課題文
= = = = = = =

久しぶりにサンドバックに、全力で回し蹴りをする爽快感。足の甲にバンバンとくるバッグの反発。自分の足が風を切り空を舞っているのを見る愉快さ。最高です。これです。これです。何年もの間、これを求めていたのです。これは汗への魂の解放であり、風となる「癒し」です。
 また練習生もまだ少ないせいもありますが、リングでつねにミットを持っていただき、フォームの矯正をいただきながら、打つべし、打つべし、ジョー、明日のために打つのだ、ジョー、えぐるように打つのだ、打て、打つのだジョーの世界。心臓がドクドクと破裂寸前、肺臓は膨満し、全身から汗が吹き出し、頭頂からからも汗がしたたり落ち、目に入る。酸欠で世界がドクドク揺れ動いているのです。でも、最高っすよ。自分でも、日ごとにパンチのフォーム、キックのホームが美しくなるのが分かるっすよ。最高っすよ。
 会長は、昔はガルーダ・テツのリングネームで、キックボクシング界の戦士であり王者であらせられた。いま実に優しいコーチとして皆に接しておられる。柔道連盟の糞どもとは大違いの人格者であられる。入門した子供も女性も、会長のご人格をしたっている。もともと岡山のお人で、ほかにも6つのジムを持たれているのですね。テツ・ジムの日本制覇の一歩として大阪進出。まず関西制覇を目ざれているのですね。おおいに結構っすよ。国盗物語っすよ。まず、この京橋の新ジムの会員数100名達成からはじめてください。また、お聞きするところによと、3時からの練習ですので、それまでの時間をどう使うか、ジムの有効活用ができないか、お悩みですね。

 それについて、少し考えましたので愚見を述べさせていただきます。

= = = = = = =

記録データ
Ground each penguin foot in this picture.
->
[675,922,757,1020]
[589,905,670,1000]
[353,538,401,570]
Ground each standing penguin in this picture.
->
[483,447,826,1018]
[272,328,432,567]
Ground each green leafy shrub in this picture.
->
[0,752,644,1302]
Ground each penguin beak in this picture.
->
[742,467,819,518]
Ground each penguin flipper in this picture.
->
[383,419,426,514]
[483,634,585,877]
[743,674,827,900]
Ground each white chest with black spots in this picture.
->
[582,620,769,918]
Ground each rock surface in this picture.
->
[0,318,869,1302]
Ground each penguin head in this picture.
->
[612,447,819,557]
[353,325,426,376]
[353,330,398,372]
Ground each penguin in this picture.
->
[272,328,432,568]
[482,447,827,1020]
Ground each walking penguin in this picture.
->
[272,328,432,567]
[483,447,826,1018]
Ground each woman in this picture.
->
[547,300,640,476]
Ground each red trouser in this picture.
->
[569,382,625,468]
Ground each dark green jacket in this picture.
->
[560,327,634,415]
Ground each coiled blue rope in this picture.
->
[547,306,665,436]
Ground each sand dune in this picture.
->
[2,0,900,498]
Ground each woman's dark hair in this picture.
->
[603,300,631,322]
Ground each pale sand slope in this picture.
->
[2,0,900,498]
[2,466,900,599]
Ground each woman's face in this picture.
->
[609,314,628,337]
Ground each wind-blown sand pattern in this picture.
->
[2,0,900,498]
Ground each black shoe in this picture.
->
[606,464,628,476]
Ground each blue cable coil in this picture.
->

= = = = = = =

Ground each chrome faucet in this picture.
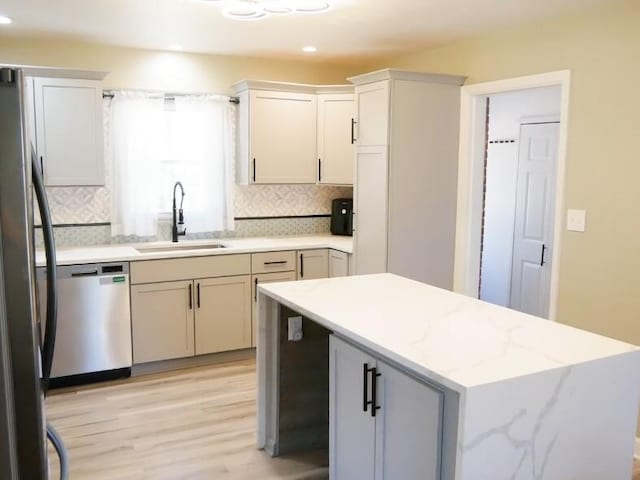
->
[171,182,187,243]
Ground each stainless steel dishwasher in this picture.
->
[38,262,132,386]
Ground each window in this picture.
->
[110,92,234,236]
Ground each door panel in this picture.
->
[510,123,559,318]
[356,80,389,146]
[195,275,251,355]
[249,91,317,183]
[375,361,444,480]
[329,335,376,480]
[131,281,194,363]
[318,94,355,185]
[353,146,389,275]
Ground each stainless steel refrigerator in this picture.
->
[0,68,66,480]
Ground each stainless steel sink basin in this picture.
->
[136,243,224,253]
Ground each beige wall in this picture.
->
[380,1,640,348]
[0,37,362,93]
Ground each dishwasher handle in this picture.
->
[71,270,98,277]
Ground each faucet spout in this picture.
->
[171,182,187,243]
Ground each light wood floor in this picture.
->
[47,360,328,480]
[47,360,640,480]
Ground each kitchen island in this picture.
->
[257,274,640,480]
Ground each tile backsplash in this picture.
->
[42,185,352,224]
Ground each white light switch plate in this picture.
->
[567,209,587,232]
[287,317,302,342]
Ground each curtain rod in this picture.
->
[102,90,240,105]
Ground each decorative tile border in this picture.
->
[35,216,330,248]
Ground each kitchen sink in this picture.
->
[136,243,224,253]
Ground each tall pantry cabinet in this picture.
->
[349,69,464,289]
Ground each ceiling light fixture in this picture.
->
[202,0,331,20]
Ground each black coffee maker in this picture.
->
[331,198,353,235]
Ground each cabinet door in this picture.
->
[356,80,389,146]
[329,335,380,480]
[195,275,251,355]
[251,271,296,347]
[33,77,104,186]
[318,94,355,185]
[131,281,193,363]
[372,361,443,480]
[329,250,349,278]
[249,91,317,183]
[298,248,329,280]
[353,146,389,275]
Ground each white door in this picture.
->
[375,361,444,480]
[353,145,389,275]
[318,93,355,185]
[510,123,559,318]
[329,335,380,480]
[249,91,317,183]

= = = = = = =

作業指示
キックボクシングジムについての文章を、最後の一文に続けて書き継ぐこと。

解答欄
 ①今の会長のビジネスモデルは、たとえば対象とする顧客層は、第一にプロ養成であり、第二にアマの練習生、メン、ボーイ、キッズですね。第三にキックボクシングでエクササイズをし、美容効果を期待するレディですね。
②それを会費制で行うことにより、ジムの経営を行う。それを原資にしてアマやプロの試合を主催する。

 すると、①のストックとフロー、集客数がすべてになりますが、どの程度期待できるのでしょうか。いまは三階ワンフロアですが、将来はこの四階建てのビル自体を買い取りたいとのご野心。それが達成できるでしょうか。他のジムは、どのような形でしょうか。そのモデルで経済的に成功した事例はあるのでしょうか。
ともかく、3時以降は、そのモデルで良いとして、ロスとなっている3時以前をどう活用するかが、会長のお悩みでしたね。おまかせください。老馬の知恵、老人ホーム業者の立場から、申しのべさせていただきます。つまり、キックボクシング・ジムの経営について、イノベーションの切り口があると考えているのです。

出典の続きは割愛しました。